=== About this task ===
What follows is a block of records; restate each one word for word.
START Study material
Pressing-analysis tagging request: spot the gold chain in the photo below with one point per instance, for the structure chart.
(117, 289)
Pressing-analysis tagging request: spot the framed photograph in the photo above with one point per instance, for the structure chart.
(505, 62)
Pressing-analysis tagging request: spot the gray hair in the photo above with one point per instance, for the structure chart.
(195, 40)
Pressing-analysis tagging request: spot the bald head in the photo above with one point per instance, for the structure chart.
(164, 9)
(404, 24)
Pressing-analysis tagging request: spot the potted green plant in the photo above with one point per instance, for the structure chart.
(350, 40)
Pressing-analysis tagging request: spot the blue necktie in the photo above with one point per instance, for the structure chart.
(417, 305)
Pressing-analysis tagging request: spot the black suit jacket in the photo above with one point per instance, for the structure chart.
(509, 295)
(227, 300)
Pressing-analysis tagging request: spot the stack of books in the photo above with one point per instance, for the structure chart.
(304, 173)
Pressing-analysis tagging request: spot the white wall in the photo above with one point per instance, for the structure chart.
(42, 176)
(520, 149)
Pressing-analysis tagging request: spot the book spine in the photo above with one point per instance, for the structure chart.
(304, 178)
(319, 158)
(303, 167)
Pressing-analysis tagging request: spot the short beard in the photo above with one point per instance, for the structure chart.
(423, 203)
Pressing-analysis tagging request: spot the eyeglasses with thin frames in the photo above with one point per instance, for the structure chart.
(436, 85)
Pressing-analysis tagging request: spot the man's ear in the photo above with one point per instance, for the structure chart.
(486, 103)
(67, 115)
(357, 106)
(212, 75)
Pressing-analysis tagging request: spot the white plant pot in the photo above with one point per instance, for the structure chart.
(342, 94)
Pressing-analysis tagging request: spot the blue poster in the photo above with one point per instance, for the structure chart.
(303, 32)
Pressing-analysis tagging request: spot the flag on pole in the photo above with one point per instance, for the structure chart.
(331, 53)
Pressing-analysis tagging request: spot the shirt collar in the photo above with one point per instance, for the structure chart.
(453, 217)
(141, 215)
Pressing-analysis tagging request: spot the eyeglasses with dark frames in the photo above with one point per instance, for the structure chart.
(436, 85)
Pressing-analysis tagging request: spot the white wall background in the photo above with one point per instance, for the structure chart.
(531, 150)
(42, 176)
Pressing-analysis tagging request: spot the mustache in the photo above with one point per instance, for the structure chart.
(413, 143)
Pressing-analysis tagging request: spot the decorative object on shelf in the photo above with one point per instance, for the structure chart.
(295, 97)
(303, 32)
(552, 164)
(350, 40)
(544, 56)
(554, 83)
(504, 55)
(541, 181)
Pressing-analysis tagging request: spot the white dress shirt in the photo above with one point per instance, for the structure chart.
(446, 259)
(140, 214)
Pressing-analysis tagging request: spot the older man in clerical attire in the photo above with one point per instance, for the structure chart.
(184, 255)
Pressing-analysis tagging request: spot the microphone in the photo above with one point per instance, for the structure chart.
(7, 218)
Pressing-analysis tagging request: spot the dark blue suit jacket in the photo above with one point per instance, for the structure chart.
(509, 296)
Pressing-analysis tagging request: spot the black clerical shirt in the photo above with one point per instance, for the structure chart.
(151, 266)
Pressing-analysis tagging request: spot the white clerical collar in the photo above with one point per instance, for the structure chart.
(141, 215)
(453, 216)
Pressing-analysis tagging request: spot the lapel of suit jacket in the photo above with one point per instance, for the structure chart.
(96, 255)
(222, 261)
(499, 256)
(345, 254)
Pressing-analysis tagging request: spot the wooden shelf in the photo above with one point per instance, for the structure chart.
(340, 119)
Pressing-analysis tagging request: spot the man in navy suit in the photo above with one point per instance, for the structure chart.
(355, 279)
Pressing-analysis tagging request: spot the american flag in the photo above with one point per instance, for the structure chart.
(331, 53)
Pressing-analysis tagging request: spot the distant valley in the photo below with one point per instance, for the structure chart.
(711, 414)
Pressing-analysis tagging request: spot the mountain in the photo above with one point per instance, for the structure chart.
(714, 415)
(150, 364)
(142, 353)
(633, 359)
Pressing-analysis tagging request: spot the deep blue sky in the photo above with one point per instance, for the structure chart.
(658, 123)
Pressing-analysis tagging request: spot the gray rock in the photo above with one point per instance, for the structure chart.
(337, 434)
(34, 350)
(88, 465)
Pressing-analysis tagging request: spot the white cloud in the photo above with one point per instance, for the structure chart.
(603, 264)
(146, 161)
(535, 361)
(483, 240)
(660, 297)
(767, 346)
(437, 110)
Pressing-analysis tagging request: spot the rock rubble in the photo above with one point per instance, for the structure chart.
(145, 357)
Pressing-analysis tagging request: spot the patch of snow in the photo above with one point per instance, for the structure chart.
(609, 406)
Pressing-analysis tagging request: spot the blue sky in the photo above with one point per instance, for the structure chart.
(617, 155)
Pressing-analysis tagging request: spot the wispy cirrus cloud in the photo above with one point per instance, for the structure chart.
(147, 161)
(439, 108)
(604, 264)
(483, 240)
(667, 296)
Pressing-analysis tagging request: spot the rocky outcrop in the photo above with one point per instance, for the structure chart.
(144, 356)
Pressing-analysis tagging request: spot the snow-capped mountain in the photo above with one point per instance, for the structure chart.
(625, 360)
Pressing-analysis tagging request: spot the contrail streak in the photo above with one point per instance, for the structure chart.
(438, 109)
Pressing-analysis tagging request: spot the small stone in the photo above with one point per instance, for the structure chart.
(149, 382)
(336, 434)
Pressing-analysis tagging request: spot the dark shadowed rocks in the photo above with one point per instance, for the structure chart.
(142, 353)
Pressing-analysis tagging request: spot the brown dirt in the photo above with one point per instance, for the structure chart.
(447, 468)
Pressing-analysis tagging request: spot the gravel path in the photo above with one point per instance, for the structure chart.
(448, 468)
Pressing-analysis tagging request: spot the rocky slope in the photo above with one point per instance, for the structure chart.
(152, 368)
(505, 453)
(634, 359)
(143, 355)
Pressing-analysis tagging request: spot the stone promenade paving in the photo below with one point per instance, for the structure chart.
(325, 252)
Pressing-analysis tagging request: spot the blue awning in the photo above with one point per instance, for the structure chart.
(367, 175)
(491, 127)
END Study material
=== Result of this task ===
Pressing-analysis tagging request: spot the gold chain in the photo below with one point per instance, for the structure chart.
(117, 289)
Pressing-analysis tagging request: spot the framed photograph in the photo above with one point per instance, for the structure chart.
(505, 62)
Pressing-analysis tagging request: spot the gray hair in the photo above with one point per instance, for the structure chart.
(195, 40)
Pressing-analysis tagging request: spot the bald head in the photo above with one point per instance, for the structure chart.
(164, 9)
(404, 24)
Pressing-analysis tagging request: spot the potted green plant in the photo above with one point per instance, for the structure chart.
(350, 40)
Pressing-analysis tagging request: spot the blue necktie in the photo above with one point per instance, for the structure chart.
(417, 305)
Pressing-analysis tagging request: spot the black suit jacket in the photo above with one point per instance, for the structure chart.
(509, 295)
(227, 300)
Pressing-analysis tagging request: spot the stack of books in the photo above with one point per instance, for the structure chart.
(304, 173)
Pressing-analysis tagging request: spot the white wall in the photo above with one point per instance, for the structure chart.
(42, 176)
(520, 149)
Pressing-analysis tagging request: spot the book spine in the photo above with one point per instance, for the structure chart.
(304, 178)
(319, 158)
(303, 167)
Pressing-analysis tagging request: spot the short beard in the photo above with one point per instance, for the structure chart.
(423, 203)
Pressing-analysis tagging request: spot the eyeglasses with thin frames in the photo above with one point per instance, for the structure chart.
(436, 85)
Pressing-analysis tagging request: spot the man's ear in the photo above with one point per instance, for the structure chart.
(486, 103)
(67, 115)
(357, 106)
(212, 75)
Pressing-analysis tagging request: spot the white plant pot in the photo above with one point per instance, for the structure chart.
(342, 94)
Pressing-analysis tagging request: spot the blue poster in the photo above with one point per instance, for the structure chart.
(303, 32)
Pressing-analysis tagging request: spot the flag on pole in the photo above with one point per instance, for the structure chart.
(331, 53)
Pressing-analysis tagging request: spot the shirt collar in the photo above with one point per instance, for the structure chart.
(453, 217)
(141, 215)
Pressing-analysis tagging request: spot the eyeglasses with dark frames in the photo above with one point per instance, for the structure chart.
(436, 85)
Pressing-analysis tagging request: spot the white wall background in the photo above with one point per instance, for the structure chart.
(531, 150)
(42, 176)
Pressing-analysis tagging request: spot the mustache in the photo above with one point per instance, for the structure chart.
(413, 143)
Pressing-analysis tagging request: spot the decorative object on shelf in the photo above with one point per instance, for the structure chart.
(295, 97)
(303, 32)
(552, 164)
(350, 40)
(544, 56)
(554, 83)
(504, 55)
(541, 181)
Pressing-analysis tagging request: spot the white dress shirt in the photo above with one point per instance, for the structure chart.
(446, 259)
(140, 214)
Pressing-analysis tagging request: spot the older man in clerical attire in the photo above with one point per instance, for the structure chart.
(184, 255)
Pressing-analysis tagging request: spot the microphone in the photo above with one point per instance, for the structure chart.
(7, 218)
Pressing-analysis tagging request: spot the dark blue suit jacket in the photo above with one point per instance, for the structure chart.
(509, 296)
Pressing-analysis tagging request: spot the black clerical shirt in the photo above with one point per instance, for the structure chart.
(151, 266)
Pressing-analysis tagging request: spot the white clerical collar in the photo above with one point per instance, for the structure chart.
(141, 215)
(453, 216)
Pressing-analysis tagging request: spot the lapel of suit jacket in the photo above with one point per instance, for the structure chart.
(96, 255)
(222, 261)
(499, 256)
(345, 254)
Pressing-analysis tagging request: spot the wooden shelf in the photo above with one point per instance, for the structure chart.
(340, 119)
Pressing-analysis tagging request: spot the man in navy suit in the photo above with one point per instance, for the structure chart.
(355, 279)
Pressing-analysis tagging request: spot the american flag in the photo above with one point per instance, for the structure chart.
(331, 53)
Pressing-analysis tagging request: spot the distant valley in the photo below with one point per instance, for the structure chart.
(711, 414)
Pressing-analysis tagging request: spot the mountain in the photo above with one point per instance, for the structure chart.
(714, 415)
(150, 364)
(142, 353)
(633, 359)
Pressing-analysis tagging request: spot the deep blue sky in the photo above with one point per instance, for the structure chart.
(658, 123)
Pressing-analysis tagging request: spot the gray rock in the photo above with one point per instance, for the structure chart.
(337, 434)
(34, 350)
(88, 465)
Pressing-analysis tagging request: spot the white cloud in the photo above with one point per instance, for the structure chart.
(603, 264)
(146, 161)
(535, 361)
(483, 240)
(660, 297)
(767, 346)
(437, 110)
Pressing-analysis tagging request: spot the rock rubble in the photo above with one point per instance, for the structure chart.
(145, 357)
Pressing-analysis tagging request: spot the patch of snow in the photo above with one point per instance, for the structure chart.
(609, 406)
Pressing-analysis tagging request: spot the blue sky in the photo above with one point per instance, for the structure chart.
(617, 155)
Pressing-analysis tagging request: spot the wispy cirrus cloud in the photo above with one point per instance, for the structure chart.
(147, 161)
(439, 108)
(604, 264)
(483, 240)
(667, 296)
Pressing-analysis tagging request: spot the rocky outcrop in the photo above with one point per instance, for the structure chart.
(144, 356)
Pressing-analysis tagging request: spot the snow-capped mountain in the photo above with one point per instance, for the structure chart.
(625, 360)
Pressing-analysis tagging request: spot the contrail streak in the photo above with one point per instance, for the structure chart.
(438, 109)
Pressing-analysis tagging request: spot the small stone in the photo above with one point per instance, for the structure chart.
(149, 382)
(336, 434)
Pressing-analysis tagging request: spot the dark shadowed rocks in the photo above with one point per instance, for the structure chart.
(142, 353)
Pressing-analysis tagging request: spot the brown dirt in the photo above with one point per instance, for the structure chart.
(447, 468)
Pressing-analysis tagging request: spot the gravel path in the photo above with one point per instance, for the structure chart.
(448, 468)
Pressing-analysis tagging request: spot the rocky slope in the photo above with one point per instance, for the structure chart.
(152, 368)
(505, 453)
(634, 359)
(143, 355)
Pressing-analysis tagging request: spot the stone promenade paving in the photo below with one point per instance, for the structure chart.
(325, 252)
Pressing-analysis tagging request: spot the blue awning in the photo above with one point per instance, for the structure chart.
(367, 175)
(491, 127)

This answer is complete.